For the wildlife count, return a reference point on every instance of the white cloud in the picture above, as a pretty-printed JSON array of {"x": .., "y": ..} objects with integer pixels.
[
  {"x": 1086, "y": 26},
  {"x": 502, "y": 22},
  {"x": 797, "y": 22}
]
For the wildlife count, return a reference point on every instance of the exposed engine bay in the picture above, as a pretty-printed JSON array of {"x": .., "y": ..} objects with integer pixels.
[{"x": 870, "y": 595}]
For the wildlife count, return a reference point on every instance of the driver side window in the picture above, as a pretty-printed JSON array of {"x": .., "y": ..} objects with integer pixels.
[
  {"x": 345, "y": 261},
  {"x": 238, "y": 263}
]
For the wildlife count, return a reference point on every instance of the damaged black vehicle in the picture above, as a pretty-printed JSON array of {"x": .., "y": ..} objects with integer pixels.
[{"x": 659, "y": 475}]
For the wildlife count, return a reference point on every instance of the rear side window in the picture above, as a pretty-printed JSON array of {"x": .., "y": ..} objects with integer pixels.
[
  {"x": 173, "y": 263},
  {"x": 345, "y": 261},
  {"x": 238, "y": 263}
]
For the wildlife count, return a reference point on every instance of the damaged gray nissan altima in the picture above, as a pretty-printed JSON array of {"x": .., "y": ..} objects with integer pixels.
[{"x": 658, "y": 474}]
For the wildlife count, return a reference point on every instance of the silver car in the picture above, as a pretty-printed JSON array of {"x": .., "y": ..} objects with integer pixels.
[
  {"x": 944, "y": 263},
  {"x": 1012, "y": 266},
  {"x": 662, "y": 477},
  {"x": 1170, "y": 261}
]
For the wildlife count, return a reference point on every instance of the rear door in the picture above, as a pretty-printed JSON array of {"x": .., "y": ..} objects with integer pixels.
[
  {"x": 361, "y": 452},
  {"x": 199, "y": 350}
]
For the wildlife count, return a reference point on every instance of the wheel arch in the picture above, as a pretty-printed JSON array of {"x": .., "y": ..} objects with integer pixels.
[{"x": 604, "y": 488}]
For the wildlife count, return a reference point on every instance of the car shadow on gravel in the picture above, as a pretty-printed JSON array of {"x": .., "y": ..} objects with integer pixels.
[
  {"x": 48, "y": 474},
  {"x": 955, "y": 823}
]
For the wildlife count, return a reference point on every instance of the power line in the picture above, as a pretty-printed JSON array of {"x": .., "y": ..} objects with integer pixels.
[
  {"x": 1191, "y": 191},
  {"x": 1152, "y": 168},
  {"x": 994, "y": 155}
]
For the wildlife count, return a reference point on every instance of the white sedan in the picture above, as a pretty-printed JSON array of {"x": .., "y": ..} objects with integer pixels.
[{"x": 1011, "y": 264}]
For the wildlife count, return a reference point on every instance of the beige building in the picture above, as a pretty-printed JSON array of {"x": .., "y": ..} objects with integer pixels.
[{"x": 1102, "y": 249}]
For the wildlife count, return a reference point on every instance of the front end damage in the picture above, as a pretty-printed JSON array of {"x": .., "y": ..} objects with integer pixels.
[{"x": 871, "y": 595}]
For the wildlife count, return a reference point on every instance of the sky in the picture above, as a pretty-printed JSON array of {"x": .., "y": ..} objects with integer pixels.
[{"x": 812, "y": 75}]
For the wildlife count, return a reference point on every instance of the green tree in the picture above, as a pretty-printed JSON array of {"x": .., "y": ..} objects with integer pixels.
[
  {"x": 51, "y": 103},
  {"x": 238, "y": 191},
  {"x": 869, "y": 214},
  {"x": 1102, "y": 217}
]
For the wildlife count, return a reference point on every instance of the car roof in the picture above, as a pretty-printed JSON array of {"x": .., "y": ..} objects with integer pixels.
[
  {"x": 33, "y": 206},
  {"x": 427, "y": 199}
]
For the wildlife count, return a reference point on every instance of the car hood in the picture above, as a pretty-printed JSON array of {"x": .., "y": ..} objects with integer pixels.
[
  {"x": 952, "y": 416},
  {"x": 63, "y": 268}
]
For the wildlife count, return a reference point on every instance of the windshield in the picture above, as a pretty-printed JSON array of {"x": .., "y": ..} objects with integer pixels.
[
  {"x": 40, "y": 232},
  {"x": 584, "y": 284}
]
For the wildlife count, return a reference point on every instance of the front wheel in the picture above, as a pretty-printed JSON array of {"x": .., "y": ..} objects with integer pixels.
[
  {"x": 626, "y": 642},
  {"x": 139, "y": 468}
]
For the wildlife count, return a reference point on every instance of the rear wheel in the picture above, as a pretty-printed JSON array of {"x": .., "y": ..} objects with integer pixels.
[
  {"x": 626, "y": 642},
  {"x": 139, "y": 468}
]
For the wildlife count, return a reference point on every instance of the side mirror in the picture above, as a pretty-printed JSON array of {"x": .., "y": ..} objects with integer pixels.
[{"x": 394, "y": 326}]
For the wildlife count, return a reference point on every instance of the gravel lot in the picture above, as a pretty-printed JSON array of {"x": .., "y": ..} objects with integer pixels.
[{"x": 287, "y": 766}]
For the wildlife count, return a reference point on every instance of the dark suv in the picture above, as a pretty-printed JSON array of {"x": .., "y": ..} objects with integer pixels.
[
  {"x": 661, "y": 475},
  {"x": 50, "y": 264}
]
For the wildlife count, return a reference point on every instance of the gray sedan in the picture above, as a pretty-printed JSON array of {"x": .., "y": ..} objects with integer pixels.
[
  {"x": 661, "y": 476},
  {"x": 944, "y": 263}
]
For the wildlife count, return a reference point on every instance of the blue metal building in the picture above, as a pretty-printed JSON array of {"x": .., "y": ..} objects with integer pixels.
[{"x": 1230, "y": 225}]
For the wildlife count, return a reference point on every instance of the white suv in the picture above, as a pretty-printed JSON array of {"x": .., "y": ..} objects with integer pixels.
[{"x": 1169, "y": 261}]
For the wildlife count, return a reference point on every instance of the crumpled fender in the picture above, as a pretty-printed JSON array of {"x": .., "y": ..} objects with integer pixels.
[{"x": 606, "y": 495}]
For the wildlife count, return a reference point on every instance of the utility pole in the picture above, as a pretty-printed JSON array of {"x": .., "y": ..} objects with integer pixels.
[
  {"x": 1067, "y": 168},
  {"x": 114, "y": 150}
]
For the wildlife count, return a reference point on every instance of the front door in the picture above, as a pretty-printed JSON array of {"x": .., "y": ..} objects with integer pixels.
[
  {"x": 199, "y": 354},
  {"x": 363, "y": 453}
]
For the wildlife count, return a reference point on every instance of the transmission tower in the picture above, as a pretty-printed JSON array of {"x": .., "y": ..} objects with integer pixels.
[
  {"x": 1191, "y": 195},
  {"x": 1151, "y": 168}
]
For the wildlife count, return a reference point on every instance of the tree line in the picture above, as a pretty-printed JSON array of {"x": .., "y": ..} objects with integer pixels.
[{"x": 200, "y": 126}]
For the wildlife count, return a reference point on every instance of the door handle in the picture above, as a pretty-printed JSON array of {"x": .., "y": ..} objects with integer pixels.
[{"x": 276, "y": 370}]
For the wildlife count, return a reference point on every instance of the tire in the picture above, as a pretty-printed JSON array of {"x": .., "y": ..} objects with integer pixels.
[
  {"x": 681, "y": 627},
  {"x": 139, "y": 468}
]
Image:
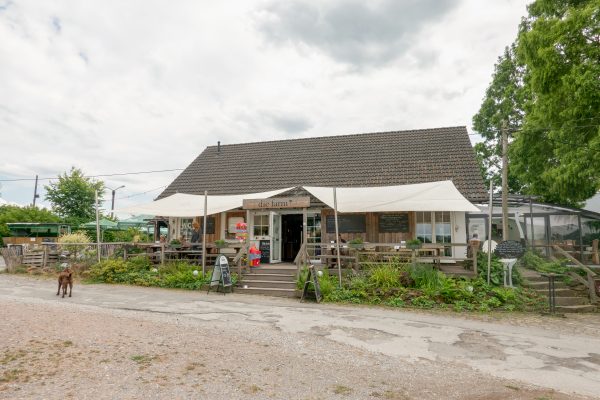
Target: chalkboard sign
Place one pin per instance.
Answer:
(509, 249)
(265, 251)
(393, 223)
(312, 279)
(210, 226)
(347, 223)
(221, 277)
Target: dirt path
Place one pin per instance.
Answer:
(125, 342)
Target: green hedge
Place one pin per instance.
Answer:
(140, 271)
(422, 286)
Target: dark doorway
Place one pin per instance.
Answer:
(291, 236)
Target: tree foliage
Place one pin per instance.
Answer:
(547, 88)
(502, 108)
(73, 196)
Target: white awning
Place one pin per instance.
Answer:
(192, 205)
(431, 196)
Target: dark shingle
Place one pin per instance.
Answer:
(370, 159)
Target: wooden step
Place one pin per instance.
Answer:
(268, 292)
(269, 277)
(268, 284)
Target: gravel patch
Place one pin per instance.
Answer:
(61, 349)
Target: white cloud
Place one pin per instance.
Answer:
(146, 85)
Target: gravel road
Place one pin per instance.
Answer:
(109, 342)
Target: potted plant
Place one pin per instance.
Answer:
(356, 243)
(175, 244)
(413, 244)
(220, 243)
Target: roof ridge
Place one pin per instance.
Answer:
(342, 136)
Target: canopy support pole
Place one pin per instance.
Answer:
(337, 237)
(98, 239)
(490, 213)
(204, 234)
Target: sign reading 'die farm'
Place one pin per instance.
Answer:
(393, 223)
(281, 202)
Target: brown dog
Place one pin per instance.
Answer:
(65, 278)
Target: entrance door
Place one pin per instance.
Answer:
(291, 236)
(276, 237)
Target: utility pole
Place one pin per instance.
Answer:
(112, 204)
(504, 182)
(35, 195)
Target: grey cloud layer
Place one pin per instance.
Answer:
(359, 33)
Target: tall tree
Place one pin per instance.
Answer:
(546, 87)
(502, 105)
(557, 150)
(73, 196)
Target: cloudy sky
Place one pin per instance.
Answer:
(126, 86)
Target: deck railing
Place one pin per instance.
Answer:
(363, 255)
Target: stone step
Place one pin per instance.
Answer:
(572, 301)
(268, 292)
(268, 284)
(534, 278)
(255, 276)
(576, 309)
(272, 270)
(543, 285)
(563, 292)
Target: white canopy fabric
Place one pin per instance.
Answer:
(431, 196)
(192, 205)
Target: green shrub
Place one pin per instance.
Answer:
(385, 277)
(426, 277)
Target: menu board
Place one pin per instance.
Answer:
(393, 223)
(347, 223)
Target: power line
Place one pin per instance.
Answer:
(141, 193)
(97, 176)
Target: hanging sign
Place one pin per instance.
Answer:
(278, 202)
(221, 277)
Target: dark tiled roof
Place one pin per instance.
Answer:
(370, 159)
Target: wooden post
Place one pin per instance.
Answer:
(337, 237)
(248, 262)
(504, 182)
(97, 226)
(490, 215)
(474, 250)
(204, 234)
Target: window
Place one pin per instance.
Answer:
(424, 226)
(261, 225)
(439, 222)
(185, 232)
(314, 232)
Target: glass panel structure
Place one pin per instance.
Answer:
(590, 228)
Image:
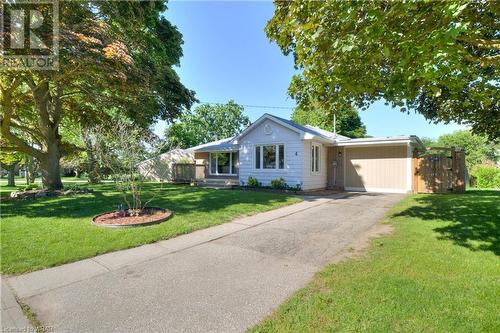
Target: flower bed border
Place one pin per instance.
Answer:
(163, 219)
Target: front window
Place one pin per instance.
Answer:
(224, 163)
(270, 157)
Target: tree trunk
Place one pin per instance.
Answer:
(50, 166)
(11, 174)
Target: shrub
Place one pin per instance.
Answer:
(279, 184)
(253, 182)
(487, 176)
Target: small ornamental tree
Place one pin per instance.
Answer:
(120, 148)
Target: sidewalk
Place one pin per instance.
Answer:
(12, 317)
(221, 279)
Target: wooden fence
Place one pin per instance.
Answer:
(439, 173)
(183, 172)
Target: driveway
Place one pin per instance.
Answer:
(222, 279)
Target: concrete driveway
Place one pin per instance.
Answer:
(221, 279)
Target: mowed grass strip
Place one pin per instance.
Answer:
(438, 272)
(46, 232)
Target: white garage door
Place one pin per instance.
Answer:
(378, 169)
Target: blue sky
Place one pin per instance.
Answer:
(228, 56)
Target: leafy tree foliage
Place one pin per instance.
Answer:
(439, 58)
(115, 57)
(205, 124)
(348, 121)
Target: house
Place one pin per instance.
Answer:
(160, 167)
(273, 148)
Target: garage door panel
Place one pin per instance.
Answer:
(376, 167)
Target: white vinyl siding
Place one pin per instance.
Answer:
(223, 163)
(293, 154)
(314, 179)
(270, 156)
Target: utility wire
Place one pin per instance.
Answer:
(257, 106)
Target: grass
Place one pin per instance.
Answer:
(46, 232)
(438, 272)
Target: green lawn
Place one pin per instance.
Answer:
(46, 232)
(438, 272)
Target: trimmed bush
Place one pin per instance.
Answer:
(487, 176)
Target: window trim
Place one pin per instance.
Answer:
(217, 160)
(315, 160)
(261, 156)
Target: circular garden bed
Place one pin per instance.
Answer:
(123, 219)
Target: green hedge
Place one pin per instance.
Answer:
(486, 176)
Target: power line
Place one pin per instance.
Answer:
(257, 106)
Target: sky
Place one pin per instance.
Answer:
(228, 56)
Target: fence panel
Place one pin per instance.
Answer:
(183, 173)
(438, 173)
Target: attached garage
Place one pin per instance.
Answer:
(375, 164)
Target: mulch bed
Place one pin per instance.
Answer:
(148, 216)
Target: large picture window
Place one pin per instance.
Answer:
(224, 163)
(315, 158)
(270, 157)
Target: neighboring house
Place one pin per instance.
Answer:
(160, 168)
(308, 156)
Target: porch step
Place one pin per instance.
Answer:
(217, 182)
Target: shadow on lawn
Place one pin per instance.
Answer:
(180, 199)
(474, 218)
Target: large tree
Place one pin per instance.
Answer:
(115, 57)
(206, 123)
(436, 57)
(348, 121)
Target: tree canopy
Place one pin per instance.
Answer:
(438, 58)
(206, 123)
(115, 58)
(348, 121)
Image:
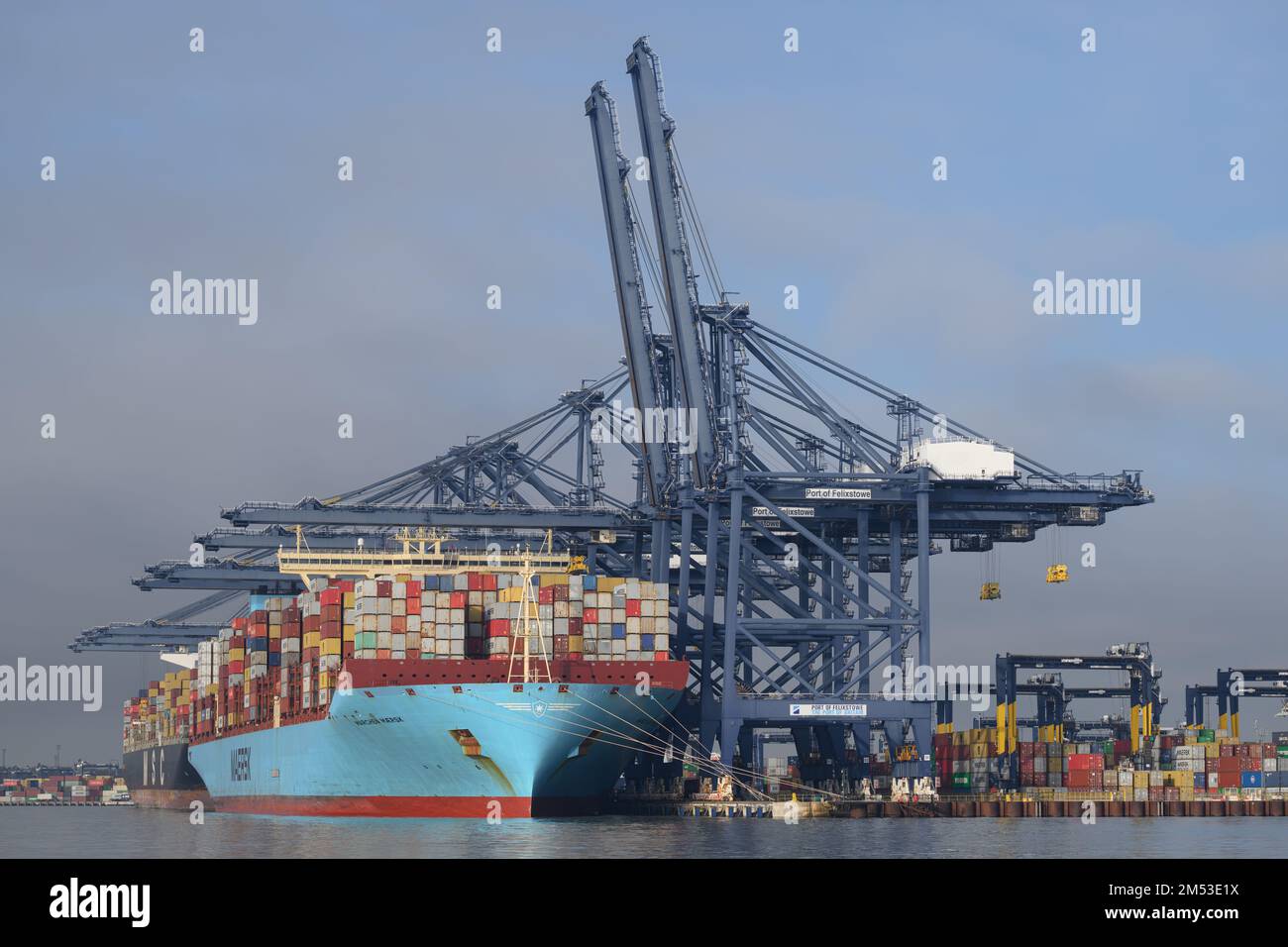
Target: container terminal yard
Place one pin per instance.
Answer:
(709, 545)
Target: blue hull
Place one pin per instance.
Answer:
(430, 750)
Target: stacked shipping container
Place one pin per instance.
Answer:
(1180, 767)
(284, 656)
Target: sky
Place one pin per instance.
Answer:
(473, 169)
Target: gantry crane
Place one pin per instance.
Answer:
(797, 538)
(1233, 684)
(1142, 690)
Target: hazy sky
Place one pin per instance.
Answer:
(472, 169)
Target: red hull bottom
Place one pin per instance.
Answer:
(410, 806)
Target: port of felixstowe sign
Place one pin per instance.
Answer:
(812, 493)
(828, 710)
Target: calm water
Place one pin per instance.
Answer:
(94, 832)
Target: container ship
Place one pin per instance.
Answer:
(155, 745)
(475, 692)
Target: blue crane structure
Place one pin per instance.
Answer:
(1142, 689)
(795, 535)
(1233, 684)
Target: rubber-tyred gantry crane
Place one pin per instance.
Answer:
(795, 535)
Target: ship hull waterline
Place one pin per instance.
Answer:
(442, 751)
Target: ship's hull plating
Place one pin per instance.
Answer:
(441, 750)
(162, 777)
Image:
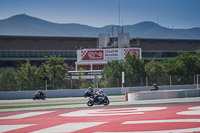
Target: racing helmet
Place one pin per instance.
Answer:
(101, 90)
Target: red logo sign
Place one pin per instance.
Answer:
(92, 55)
(131, 52)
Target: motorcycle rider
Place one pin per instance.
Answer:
(99, 95)
(40, 93)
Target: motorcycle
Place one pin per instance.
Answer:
(39, 96)
(96, 100)
(154, 89)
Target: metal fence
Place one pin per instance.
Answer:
(80, 83)
(137, 81)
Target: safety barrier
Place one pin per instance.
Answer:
(163, 94)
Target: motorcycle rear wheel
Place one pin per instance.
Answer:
(90, 103)
(106, 102)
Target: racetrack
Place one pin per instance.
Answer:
(54, 101)
(168, 118)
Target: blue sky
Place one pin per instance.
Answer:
(168, 13)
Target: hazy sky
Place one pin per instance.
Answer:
(98, 13)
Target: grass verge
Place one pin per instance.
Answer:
(41, 105)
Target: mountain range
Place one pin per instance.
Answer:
(24, 25)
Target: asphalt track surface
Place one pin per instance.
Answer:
(149, 116)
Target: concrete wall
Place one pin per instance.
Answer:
(80, 92)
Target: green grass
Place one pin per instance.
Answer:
(42, 105)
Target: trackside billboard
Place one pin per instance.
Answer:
(107, 54)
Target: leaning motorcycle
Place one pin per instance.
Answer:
(93, 100)
(39, 96)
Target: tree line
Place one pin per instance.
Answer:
(53, 73)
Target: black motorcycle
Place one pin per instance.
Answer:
(96, 100)
(39, 96)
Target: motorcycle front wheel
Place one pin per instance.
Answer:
(90, 103)
(106, 102)
(44, 97)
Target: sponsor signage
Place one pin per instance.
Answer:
(107, 54)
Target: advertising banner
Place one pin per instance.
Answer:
(107, 54)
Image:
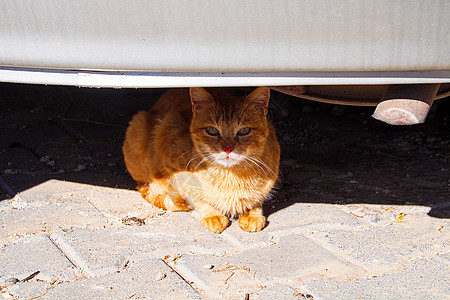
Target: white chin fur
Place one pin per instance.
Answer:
(227, 161)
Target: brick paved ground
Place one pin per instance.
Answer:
(363, 211)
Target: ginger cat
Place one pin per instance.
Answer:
(206, 151)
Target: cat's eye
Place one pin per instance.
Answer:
(244, 131)
(212, 131)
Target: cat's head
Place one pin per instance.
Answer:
(227, 130)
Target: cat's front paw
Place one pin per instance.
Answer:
(252, 223)
(215, 224)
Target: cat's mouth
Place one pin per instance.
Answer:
(227, 160)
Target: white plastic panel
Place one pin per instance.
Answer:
(226, 35)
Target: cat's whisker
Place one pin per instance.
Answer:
(261, 164)
(255, 164)
(191, 160)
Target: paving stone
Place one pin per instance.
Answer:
(423, 279)
(58, 213)
(293, 257)
(119, 203)
(384, 249)
(279, 291)
(35, 253)
(306, 214)
(380, 215)
(299, 218)
(145, 279)
(41, 194)
(101, 252)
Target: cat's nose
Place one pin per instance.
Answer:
(227, 149)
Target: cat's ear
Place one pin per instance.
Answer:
(199, 97)
(260, 97)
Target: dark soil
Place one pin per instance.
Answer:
(330, 153)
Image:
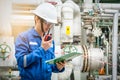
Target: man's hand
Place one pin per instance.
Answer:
(60, 65)
(46, 44)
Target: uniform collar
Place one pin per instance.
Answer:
(35, 32)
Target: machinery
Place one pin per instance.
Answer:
(85, 26)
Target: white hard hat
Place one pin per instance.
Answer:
(47, 12)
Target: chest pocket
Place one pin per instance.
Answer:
(33, 46)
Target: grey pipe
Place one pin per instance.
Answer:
(114, 46)
(114, 41)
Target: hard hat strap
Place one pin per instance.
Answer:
(42, 27)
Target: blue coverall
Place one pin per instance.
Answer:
(31, 57)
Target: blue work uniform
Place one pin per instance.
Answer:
(31, 57)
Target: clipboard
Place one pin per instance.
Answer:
(66, 57)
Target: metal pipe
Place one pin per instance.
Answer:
(114, 47)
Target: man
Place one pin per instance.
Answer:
(32, 50)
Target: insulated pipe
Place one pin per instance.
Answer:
(114, 42)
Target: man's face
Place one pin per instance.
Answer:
(43, 23)
(47, 25)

· · · · · · ·

What is the number of lines in this listing that contain the word "structure"? Answer with that number and nothing else.

> _TASK RESULT_
2